■ Your instructions
Render the stretch of the entries below from the line containing "Thank you for the photo. Could you point to the walking" through the line containing "column 456, row 164" as a JSON list of strings, one string per line, with blank lines left out.

■ Available records

-- -- --

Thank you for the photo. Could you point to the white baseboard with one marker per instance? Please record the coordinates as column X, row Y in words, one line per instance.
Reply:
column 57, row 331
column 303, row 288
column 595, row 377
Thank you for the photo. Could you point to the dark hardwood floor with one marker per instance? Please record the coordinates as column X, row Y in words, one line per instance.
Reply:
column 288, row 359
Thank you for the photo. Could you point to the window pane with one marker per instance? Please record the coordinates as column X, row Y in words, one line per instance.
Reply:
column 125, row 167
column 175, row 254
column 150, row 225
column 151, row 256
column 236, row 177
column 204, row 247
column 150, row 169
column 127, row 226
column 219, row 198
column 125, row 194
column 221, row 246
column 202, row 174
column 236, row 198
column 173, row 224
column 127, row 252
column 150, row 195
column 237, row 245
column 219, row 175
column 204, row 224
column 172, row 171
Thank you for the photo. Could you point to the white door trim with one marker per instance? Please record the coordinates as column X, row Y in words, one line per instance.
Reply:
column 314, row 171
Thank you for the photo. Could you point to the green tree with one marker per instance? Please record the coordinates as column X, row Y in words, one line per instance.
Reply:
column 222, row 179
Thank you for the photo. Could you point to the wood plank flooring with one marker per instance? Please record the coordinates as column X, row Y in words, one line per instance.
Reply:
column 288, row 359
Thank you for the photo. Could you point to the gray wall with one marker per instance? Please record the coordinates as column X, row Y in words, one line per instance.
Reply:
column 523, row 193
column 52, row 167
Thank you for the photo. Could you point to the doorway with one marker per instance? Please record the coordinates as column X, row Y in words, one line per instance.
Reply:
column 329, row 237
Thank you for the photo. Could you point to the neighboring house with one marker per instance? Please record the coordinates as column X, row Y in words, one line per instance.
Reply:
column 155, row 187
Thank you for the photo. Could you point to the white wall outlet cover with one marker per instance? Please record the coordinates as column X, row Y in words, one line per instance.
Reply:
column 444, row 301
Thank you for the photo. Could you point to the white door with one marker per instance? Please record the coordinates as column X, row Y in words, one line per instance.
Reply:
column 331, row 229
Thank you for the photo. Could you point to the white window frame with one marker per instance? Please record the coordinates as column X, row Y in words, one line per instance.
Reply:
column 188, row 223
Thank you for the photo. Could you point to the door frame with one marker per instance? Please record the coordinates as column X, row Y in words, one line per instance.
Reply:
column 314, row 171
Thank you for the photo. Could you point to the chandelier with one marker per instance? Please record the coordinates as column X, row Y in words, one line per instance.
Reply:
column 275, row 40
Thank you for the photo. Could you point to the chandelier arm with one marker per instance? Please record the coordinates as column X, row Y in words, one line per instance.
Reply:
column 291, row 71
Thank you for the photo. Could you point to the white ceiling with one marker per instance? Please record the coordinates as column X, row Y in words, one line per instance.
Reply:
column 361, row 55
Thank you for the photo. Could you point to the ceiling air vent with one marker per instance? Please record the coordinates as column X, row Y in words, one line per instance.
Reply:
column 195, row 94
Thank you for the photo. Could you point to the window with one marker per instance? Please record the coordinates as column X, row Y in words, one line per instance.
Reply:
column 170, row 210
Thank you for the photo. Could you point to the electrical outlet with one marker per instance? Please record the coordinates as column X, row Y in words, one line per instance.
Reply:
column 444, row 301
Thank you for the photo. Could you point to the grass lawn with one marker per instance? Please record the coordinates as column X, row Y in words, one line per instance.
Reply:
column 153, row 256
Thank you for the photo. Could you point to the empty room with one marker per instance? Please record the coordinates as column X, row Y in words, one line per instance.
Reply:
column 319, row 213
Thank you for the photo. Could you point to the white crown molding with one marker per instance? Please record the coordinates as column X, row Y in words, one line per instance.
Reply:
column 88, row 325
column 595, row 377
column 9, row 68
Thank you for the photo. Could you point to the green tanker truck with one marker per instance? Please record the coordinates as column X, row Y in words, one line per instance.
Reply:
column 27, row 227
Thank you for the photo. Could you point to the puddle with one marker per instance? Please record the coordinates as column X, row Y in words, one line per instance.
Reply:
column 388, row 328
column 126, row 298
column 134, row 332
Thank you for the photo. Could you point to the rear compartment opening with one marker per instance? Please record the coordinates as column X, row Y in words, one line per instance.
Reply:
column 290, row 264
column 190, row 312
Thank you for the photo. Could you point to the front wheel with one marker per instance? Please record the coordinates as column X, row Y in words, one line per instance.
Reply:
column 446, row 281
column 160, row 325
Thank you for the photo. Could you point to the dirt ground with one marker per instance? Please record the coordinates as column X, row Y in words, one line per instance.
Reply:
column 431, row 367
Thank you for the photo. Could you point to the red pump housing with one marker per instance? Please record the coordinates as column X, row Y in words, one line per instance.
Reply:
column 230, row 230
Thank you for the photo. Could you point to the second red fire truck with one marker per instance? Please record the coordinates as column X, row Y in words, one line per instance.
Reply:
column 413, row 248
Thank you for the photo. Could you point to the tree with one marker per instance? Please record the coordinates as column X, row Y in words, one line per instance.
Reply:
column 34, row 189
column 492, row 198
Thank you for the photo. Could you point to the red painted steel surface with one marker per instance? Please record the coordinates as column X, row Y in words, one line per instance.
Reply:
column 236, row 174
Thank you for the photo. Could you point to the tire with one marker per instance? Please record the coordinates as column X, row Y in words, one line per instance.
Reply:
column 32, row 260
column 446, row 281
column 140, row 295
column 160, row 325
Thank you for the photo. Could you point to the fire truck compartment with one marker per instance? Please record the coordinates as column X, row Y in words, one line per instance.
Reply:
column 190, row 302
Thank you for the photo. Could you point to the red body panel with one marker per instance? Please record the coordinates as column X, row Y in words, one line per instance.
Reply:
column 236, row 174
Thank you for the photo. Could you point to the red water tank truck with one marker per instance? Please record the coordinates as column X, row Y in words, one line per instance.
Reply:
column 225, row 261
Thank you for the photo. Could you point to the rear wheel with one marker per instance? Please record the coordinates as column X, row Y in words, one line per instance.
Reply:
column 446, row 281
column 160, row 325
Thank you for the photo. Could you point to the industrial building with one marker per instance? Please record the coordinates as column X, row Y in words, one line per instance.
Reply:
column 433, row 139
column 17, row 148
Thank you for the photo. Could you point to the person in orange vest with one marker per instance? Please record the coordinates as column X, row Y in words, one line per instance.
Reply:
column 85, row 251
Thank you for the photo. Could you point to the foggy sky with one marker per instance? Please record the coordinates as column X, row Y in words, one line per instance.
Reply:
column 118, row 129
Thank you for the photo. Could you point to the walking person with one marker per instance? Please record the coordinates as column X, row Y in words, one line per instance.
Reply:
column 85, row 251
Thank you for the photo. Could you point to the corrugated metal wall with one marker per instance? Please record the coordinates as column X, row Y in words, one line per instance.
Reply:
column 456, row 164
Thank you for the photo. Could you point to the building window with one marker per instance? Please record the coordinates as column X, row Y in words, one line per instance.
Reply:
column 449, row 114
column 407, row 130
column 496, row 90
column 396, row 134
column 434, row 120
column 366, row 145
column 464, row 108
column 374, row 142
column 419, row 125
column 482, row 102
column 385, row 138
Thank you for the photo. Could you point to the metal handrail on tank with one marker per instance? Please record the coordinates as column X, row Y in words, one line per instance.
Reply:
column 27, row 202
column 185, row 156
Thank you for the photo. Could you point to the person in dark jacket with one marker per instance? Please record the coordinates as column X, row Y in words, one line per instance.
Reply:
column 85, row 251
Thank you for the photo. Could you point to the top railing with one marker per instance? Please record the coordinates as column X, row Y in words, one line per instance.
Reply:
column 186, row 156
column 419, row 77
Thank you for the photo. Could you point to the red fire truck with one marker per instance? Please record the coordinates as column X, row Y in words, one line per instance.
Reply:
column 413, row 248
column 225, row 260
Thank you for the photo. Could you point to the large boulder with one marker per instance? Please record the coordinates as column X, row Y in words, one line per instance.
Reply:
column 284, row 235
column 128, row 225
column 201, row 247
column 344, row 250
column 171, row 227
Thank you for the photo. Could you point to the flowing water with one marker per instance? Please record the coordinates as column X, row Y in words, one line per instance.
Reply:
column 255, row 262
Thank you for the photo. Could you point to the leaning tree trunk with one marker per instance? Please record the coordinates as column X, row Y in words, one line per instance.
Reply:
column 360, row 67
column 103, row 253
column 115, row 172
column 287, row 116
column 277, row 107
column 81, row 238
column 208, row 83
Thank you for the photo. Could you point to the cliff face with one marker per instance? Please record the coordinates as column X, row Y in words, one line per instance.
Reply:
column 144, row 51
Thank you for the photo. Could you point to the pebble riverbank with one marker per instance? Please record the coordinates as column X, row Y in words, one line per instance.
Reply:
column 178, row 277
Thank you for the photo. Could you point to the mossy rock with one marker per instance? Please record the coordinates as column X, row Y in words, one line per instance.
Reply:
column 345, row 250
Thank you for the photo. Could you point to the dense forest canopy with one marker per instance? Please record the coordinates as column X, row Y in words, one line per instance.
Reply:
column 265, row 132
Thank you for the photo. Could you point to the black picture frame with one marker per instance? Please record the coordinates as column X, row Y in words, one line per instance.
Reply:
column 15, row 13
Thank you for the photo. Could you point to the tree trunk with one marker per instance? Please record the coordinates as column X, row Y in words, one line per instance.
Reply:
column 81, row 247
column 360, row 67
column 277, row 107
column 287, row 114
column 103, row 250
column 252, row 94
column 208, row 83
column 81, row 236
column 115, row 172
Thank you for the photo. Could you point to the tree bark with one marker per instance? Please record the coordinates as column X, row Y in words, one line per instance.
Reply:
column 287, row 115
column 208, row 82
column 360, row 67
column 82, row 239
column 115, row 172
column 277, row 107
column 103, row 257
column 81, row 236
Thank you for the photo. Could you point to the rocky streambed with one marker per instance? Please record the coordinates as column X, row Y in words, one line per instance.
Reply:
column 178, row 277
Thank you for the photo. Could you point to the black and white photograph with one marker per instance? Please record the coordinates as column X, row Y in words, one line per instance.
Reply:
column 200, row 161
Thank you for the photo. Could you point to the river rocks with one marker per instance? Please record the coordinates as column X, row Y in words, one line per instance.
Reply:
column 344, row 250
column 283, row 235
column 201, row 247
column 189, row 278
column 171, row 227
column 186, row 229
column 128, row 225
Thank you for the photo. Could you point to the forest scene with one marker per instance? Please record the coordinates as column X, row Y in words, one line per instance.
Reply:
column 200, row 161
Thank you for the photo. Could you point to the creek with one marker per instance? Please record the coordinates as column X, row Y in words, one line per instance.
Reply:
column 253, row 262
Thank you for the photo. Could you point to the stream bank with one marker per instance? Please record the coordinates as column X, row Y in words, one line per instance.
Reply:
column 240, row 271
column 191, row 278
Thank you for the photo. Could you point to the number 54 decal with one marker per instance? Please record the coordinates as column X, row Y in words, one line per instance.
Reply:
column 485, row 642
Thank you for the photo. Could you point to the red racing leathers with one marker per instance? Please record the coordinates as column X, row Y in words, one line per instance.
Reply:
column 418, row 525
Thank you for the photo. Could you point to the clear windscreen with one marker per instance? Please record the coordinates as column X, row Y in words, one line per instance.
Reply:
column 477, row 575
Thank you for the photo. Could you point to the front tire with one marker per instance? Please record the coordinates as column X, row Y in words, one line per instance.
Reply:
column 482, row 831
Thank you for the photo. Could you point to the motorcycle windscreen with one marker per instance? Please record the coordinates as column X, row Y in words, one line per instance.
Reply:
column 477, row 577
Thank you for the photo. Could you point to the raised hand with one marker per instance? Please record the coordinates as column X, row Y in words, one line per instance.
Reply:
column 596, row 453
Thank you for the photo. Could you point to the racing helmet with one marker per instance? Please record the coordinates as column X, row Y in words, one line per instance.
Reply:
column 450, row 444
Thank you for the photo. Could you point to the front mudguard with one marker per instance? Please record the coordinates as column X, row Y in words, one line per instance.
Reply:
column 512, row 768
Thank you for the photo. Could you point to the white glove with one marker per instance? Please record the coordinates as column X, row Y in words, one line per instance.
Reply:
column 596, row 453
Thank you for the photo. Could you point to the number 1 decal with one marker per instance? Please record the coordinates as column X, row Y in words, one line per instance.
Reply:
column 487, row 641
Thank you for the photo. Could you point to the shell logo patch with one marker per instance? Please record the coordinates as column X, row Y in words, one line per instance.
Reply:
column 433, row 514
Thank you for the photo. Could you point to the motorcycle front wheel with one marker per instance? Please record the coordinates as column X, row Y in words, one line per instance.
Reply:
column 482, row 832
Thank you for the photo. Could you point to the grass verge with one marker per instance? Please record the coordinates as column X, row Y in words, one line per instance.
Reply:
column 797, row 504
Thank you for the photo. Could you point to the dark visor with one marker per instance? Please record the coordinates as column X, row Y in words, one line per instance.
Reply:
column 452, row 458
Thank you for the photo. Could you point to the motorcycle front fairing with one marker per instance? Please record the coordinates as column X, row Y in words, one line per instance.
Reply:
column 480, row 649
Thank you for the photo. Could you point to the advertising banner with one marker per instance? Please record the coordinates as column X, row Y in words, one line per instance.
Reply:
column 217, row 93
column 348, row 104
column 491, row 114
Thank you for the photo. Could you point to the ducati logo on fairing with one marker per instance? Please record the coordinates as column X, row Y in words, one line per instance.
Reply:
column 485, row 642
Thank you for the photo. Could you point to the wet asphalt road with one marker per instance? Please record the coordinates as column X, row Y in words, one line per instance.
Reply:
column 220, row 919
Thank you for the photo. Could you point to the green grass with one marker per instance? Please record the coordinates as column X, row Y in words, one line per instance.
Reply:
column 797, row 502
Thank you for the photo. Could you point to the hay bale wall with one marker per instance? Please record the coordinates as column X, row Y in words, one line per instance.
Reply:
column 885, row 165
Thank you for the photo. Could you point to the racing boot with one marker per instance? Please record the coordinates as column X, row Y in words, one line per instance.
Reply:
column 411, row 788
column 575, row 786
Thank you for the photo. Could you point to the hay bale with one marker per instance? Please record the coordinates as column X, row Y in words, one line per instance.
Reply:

-- -- --

■ Output below
[
  "Thank you for the photo. Could you point to the walking person with one marker per instance? Please record the coordinates as column X, row Y in words, one line per instance.",
  "Reply:",
  "column 85, row 251",
  "Thank you for the photo. Could you point to the corrugated metal wall with one marker per instance? Please record the coordinates as column X, row Y in words, one line per instance.",
  "Reply:",
  "column 456, row 164"
]